Stored items from a collection
=== Begin Enclosure ===

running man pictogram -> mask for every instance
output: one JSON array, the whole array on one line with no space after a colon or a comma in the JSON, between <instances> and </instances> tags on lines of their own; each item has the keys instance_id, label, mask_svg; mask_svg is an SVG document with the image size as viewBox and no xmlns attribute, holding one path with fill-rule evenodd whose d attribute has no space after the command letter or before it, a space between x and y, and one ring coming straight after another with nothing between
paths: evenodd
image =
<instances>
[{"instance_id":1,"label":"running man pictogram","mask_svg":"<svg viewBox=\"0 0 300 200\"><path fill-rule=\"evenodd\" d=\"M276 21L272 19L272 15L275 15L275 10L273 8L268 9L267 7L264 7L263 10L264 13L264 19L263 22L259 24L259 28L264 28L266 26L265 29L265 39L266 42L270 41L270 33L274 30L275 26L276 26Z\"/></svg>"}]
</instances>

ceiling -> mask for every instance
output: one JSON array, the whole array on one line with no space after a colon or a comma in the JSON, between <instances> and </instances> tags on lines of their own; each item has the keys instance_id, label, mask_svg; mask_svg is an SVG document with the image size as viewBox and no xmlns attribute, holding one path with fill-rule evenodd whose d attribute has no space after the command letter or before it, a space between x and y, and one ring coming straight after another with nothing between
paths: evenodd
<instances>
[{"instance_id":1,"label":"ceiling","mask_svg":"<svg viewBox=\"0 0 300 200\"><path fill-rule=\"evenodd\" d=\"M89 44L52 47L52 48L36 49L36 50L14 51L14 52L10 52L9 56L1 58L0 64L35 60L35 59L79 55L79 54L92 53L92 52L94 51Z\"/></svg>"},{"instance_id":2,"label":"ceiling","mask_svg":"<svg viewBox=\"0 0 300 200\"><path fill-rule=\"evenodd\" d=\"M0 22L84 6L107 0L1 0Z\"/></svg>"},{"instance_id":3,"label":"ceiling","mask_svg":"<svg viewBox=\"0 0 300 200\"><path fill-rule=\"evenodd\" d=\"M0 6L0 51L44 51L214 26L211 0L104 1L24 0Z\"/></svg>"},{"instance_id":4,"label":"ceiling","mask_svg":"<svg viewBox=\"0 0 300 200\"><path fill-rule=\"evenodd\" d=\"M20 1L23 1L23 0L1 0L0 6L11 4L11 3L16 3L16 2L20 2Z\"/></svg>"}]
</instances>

=== End Enclosure ===

=== Exercise instructions ===
Copy each line above that contains the string "every".

=== Exercise response ===
running man pictogram -> mask for every instance
ceiling -> mask for every instance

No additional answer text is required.